### WHAT IS BEING ASKED
Please count the lines in the listing below that contain the string "bird", treating uppercase and lowercase as different. Give only the number.

### GIVEN RECORDS
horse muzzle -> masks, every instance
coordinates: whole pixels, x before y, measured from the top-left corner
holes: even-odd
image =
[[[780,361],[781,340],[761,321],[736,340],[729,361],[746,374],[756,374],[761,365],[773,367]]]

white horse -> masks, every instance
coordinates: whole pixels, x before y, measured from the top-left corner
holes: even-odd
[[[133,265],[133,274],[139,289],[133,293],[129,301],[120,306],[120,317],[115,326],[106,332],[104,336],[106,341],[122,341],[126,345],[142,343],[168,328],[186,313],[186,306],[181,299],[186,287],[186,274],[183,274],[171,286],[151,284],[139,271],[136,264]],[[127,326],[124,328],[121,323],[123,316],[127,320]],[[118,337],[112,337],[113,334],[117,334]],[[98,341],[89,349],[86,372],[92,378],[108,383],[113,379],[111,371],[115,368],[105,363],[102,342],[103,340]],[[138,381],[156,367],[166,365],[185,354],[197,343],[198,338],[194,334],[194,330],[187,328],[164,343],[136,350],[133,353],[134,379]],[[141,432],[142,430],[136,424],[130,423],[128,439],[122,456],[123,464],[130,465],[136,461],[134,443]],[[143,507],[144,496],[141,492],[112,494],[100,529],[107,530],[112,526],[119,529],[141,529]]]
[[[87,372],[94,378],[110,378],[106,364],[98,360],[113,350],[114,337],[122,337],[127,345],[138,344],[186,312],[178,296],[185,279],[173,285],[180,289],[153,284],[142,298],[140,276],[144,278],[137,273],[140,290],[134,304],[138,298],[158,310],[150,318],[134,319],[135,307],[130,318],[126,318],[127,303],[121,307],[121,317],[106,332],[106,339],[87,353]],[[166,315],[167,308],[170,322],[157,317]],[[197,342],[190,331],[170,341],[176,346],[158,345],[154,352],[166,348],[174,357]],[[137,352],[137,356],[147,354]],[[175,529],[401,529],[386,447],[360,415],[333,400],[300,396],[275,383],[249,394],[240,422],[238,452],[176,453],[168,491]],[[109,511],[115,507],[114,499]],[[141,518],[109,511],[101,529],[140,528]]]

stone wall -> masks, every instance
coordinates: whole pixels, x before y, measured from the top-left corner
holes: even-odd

...

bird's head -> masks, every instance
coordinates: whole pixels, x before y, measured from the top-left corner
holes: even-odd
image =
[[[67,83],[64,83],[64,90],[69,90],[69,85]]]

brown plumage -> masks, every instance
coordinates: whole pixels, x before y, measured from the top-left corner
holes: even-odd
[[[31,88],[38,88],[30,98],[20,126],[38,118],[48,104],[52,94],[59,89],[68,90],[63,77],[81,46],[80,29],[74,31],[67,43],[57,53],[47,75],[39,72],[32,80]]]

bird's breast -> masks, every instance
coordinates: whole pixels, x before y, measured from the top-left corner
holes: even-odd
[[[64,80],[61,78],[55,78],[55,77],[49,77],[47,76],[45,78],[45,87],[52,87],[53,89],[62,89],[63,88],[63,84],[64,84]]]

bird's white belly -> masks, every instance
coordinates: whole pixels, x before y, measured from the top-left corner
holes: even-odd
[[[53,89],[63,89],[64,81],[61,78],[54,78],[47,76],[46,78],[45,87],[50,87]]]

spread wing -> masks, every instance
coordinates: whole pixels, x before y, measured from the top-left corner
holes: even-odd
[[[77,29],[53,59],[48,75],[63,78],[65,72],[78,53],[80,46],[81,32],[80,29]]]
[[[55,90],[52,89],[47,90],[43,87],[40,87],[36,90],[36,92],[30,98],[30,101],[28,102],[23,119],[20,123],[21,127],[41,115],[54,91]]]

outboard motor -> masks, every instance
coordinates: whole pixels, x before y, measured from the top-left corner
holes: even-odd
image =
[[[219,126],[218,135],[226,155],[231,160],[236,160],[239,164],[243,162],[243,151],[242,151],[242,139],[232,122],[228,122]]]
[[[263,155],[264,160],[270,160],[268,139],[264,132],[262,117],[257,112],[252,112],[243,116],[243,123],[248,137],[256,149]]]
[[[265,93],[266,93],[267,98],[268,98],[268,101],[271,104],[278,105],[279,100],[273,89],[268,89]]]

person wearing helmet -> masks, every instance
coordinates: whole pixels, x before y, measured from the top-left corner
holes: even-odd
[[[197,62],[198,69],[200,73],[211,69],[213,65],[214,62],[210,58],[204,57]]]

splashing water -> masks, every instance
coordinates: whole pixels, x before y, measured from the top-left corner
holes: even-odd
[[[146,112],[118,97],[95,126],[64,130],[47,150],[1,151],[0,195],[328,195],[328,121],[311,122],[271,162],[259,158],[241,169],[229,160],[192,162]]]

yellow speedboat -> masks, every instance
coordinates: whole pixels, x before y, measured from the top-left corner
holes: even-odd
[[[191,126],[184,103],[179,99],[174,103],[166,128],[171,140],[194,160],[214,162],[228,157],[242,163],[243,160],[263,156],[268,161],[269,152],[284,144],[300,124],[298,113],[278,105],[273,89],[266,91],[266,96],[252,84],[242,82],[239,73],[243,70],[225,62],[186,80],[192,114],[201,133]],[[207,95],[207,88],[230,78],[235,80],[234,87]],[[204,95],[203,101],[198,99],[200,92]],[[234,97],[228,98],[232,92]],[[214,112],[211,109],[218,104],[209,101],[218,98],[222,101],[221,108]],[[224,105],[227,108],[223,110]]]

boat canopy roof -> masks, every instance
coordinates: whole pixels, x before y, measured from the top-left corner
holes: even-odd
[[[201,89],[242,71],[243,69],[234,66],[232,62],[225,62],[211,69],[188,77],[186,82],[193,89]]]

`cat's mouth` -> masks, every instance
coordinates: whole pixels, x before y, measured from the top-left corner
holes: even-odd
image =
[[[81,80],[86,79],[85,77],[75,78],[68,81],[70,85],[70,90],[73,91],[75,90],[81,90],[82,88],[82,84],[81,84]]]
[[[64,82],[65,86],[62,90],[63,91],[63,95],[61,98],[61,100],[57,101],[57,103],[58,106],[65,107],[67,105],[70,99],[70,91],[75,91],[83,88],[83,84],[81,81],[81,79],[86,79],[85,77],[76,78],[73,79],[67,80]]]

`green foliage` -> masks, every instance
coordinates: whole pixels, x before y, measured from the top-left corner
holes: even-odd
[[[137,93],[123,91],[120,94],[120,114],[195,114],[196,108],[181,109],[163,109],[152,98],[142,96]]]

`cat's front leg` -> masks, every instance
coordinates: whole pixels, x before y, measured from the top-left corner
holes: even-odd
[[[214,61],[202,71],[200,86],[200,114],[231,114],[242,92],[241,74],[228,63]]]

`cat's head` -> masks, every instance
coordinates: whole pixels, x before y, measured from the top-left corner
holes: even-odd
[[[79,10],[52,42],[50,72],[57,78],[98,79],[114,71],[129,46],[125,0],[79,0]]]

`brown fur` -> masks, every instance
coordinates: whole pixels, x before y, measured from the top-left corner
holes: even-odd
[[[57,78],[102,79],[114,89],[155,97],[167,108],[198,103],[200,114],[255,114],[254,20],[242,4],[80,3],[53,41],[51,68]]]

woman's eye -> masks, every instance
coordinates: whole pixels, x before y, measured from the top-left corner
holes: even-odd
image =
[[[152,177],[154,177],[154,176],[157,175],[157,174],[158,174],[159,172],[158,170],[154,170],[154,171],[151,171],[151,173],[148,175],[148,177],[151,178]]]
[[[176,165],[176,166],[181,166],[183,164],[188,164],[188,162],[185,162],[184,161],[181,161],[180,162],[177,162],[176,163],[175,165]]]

### WRITTEN REPLY
3